WORK REQUIRED :: Please express the lines of the material below as a numbered list, starting with the line containing "Wanted = one point per instance on the black pants" and going on through the line containing "x=1167, y=462". Leave out blank lines and include nothing outside that span.

[Stored items from a collection]

::::::::::

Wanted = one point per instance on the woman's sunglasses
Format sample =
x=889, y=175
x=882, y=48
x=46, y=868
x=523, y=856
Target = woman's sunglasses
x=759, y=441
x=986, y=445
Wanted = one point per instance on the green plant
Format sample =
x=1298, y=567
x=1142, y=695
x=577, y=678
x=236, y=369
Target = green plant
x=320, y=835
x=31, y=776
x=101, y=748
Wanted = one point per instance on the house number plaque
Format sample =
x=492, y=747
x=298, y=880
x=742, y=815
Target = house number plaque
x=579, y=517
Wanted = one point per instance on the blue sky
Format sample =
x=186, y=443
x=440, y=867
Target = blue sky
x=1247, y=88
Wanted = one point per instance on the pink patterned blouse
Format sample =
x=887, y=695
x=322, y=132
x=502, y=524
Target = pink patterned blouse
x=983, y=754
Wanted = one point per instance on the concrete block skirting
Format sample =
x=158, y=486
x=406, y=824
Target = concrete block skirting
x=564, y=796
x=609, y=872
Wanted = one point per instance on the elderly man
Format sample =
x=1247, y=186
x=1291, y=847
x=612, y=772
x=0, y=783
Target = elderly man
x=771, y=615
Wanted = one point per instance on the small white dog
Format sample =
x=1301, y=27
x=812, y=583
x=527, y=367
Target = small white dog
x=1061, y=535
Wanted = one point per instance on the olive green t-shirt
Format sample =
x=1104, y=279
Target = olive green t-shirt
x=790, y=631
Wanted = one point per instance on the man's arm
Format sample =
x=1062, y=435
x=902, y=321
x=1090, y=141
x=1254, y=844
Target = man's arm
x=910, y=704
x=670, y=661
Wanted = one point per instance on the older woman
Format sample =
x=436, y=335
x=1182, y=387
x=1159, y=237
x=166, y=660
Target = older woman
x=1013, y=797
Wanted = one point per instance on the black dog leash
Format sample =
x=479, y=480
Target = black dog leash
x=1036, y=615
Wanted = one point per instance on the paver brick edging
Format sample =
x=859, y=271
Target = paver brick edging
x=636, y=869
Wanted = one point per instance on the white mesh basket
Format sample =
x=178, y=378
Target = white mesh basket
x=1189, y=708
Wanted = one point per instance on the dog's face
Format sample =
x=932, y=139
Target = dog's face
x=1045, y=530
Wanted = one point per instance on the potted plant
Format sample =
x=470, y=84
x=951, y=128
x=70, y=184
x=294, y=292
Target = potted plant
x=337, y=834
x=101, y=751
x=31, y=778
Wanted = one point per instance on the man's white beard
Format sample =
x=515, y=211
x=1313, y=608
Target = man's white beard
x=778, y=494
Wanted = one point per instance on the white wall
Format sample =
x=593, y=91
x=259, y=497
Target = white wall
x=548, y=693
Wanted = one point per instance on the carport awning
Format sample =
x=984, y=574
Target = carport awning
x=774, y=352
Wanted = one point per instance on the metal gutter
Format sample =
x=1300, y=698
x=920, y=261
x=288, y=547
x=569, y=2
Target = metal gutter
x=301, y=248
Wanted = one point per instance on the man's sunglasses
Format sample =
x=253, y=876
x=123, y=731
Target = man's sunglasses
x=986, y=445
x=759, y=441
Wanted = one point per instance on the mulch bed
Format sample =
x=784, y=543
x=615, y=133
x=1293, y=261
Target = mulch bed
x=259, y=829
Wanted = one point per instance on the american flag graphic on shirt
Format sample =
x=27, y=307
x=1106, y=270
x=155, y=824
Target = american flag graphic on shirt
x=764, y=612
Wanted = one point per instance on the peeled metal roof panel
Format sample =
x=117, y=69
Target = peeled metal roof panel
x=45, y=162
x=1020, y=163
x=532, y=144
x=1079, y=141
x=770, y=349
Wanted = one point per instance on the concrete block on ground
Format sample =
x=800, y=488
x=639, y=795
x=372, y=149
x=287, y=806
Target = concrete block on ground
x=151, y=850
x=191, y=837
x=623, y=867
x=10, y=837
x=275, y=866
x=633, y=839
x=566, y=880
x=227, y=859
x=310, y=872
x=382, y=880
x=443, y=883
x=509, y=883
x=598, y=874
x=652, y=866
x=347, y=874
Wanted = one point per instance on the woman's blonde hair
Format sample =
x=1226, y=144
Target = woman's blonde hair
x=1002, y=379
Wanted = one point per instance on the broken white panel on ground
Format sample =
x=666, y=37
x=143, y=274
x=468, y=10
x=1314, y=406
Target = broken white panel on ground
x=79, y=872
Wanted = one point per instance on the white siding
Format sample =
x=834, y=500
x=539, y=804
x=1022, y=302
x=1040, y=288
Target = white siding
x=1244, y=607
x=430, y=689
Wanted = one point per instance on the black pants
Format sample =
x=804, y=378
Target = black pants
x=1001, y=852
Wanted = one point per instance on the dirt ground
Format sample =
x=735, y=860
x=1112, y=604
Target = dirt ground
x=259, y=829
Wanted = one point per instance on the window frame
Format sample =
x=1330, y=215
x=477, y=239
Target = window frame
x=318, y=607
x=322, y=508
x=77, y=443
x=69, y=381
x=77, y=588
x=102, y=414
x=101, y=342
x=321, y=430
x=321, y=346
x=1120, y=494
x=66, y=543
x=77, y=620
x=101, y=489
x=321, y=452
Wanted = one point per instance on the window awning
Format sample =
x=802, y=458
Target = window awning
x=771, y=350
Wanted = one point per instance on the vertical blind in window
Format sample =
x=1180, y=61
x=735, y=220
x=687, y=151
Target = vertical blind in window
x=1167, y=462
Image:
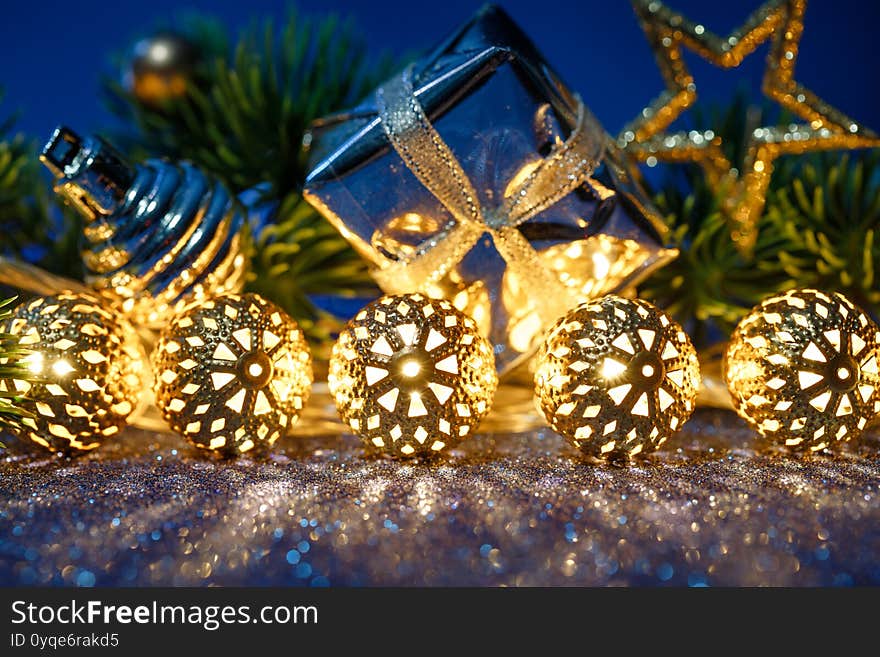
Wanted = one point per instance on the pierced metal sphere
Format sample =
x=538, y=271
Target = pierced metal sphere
x=802, y=368
x=232, y=374
x=616, y=377
x=162, y=67
x=88, y=365
x=411, y=375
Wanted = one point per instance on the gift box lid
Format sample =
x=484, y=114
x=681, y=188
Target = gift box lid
x=452, y=69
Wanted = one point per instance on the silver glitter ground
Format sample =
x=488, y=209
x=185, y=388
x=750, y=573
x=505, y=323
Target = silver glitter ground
x=508, y=510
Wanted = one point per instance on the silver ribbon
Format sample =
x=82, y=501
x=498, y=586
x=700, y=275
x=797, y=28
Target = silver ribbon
x=431, y=160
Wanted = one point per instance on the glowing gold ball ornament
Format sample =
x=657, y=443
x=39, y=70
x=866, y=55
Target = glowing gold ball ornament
x=412, y=375
x=616, y=377
x=802, y=368
x=87, y=365
x=232, y=374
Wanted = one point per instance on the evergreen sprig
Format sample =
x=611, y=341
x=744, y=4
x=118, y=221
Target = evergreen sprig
x=243, y=119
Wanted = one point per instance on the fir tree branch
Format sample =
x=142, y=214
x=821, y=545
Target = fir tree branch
x=817, y=230
x=244, y=118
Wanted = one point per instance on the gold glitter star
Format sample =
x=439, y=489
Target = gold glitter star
x=825, y=128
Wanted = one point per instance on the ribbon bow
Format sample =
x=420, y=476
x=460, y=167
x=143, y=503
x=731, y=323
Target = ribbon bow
x=431, y=160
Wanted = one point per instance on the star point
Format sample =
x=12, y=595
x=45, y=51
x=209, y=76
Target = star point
x=824, y=127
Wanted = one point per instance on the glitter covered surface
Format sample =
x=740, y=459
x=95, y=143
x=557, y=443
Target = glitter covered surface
x=522, y=509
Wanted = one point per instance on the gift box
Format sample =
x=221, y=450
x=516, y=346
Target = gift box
x=476, y=175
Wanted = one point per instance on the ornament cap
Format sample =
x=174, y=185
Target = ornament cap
x=90, y=174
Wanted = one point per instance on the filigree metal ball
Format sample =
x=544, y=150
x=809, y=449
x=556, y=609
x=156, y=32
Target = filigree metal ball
x=232, y=374
x=616, y=377
x=411, y=375
x=88, y=366
x=802, y=369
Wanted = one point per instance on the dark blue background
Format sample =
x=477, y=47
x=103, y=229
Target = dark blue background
x=53, y=53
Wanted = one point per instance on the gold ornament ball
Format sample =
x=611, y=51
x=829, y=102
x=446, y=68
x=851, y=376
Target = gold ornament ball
x=87, y=365
x=616, y=377
x=802, y=369
x=162, y=67
x=412, y=375
x=232, y=373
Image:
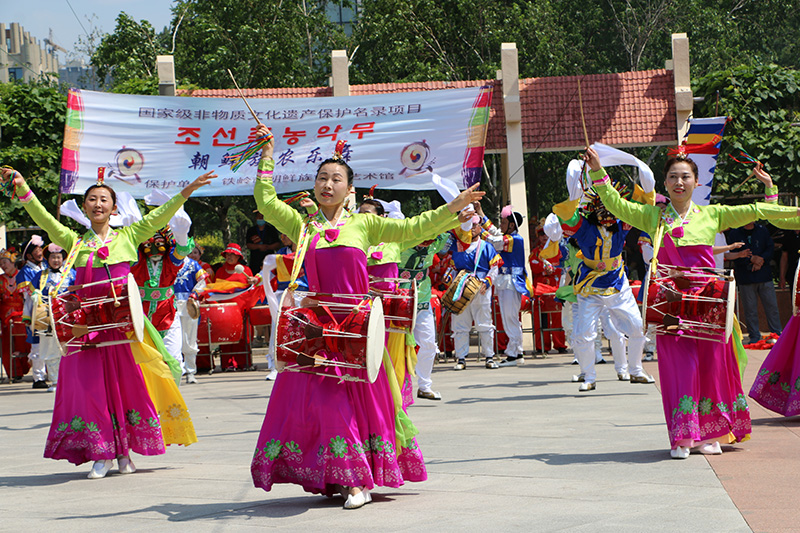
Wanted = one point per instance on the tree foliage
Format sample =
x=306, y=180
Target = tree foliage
x=287, y=44
x=32, y=121
x=763, y=102
x=128, y=56
x=263, y=42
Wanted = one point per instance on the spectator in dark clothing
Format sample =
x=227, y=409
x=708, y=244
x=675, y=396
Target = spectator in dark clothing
x=790, y=247
x=754, y=277
x=262, y=239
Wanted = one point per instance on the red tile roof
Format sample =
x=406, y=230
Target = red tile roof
x=627, y=109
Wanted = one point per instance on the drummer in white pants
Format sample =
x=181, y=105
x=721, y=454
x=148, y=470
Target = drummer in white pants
x=191, y=278
x=481, y=260
x=512, y=280
x=601, y=284
x=414, y=264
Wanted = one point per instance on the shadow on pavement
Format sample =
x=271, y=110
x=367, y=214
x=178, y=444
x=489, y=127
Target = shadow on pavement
x=565, y=459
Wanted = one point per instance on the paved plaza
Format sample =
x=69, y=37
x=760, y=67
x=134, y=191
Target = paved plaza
x=512, y=449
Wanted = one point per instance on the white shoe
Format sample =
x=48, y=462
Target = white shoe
x=679, y=452
x=354, y=501
x=709, y=448
x=126, y=465
x=100, y=469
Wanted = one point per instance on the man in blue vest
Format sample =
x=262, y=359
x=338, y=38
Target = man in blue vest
x=511, y=283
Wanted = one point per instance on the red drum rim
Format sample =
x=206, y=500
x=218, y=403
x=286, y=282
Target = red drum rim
x=137, y=310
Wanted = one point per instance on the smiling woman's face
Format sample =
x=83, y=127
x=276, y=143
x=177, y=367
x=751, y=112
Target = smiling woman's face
x=680, y=181
x=331, y=187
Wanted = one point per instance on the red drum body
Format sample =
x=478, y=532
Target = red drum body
x=692, y=302
x=220, y=323
x=399, y=305
x=460, y=291
x=260, y=315
x=795, y=294
x=309, y=338
x=72, y=318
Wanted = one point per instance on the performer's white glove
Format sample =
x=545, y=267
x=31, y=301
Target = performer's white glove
x=611, y=157
x=470, y=209
x=552, y=228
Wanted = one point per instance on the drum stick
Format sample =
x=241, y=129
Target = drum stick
x=752, y=173
x=583, y=120
x=241, y=94
x=73, y=288
x=113, y=290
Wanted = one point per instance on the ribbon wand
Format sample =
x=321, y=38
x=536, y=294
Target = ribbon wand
x=748, y=159
x=241, y=94
x=585, y=138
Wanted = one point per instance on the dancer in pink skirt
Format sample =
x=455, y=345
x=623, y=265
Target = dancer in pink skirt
x=102, y=407
x=329, y=436
x=701, y=388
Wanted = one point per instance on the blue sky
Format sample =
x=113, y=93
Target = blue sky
x=38, y=16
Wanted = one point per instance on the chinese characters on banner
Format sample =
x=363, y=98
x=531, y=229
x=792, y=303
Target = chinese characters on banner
x=153, y=142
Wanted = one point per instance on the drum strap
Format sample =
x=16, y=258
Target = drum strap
x=71, y=257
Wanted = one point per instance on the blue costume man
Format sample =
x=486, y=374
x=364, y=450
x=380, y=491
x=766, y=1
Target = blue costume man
x=191, y=278
x=33, y=255
x=53, y=279
x=512, y=280
x=600, y=285
x=480, y=259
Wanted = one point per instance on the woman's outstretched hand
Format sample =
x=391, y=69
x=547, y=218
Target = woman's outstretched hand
x=266, y=151
x=201, y=181
x=466, y=197
x=592, y=159
x=10, y=173
x=762, y=175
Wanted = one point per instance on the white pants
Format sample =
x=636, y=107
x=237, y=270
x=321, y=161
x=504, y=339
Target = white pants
x=188, y=338
x=510, y=301
x=479, y=311
x=37, y=363
x=173, y=339
x=273, y=332
x=617, y=340
x=50, y=353
x=625, y=315
x=425, y=335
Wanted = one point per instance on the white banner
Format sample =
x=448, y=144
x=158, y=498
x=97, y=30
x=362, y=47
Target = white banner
x=396, y=140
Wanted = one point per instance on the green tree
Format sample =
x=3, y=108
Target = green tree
x=263, y=42
x=763, y=102
x=128, y=56
x=32, y=122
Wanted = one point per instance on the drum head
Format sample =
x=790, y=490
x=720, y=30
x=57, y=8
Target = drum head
x=795, y=308
x=193, y=308
x=729, y=312
x=414, y=309
x=53, y=320
x=135, y=303
x=287, y=298
x=37, y=312
x=646, y=288
x=376, y=340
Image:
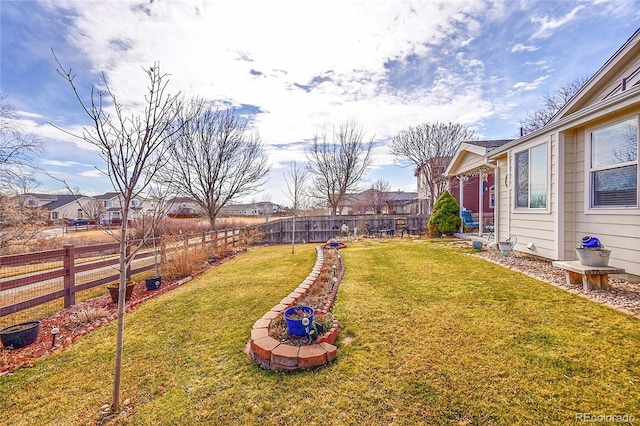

::::::::::

SOLUTION ::
1. Wanted = one point per instance on the black pants
2. Format sample =
3. x=804, y=378
4. Target = black pants
5. x=1001, y=852
6. Wanted = one point per instance on the dirt ground
7. Format sample =
8. x=735, y=860
9. x=1112, y=604
10. Target = dirt ground
11. x=259, y=829
12. Wanted = one point per instance on the window frame
13. Format sample =
14. x=1330, y=215
15. x=477, y=239
16. Target = window frame
17. x=318, y=607
18. x=322, y=508
19. x=77, y=443
20. x=69, y=381
21. x=77, y=588
22. x=102, y=414
23. x=101, y=342
24. x=321, y=430
25. x=321, y=346
26. x=1120, y=494
27. x=66, y=543
28. x=77, y=620
29. x=101, y=489
30. x=321, y=452
31. Wanted = one point per instance on the window awning
32. Format sample =
33. x=802, y=458
34. Target = window awning
35. x=771, y=350
36. Wanted = one point per instance on the vertical blind in window
37. Format sample =
38. x=1180, y=61
39. x=735, y=220
40. x=687, y=151
41. Target = vertical blind in window
42. x=1167, y=462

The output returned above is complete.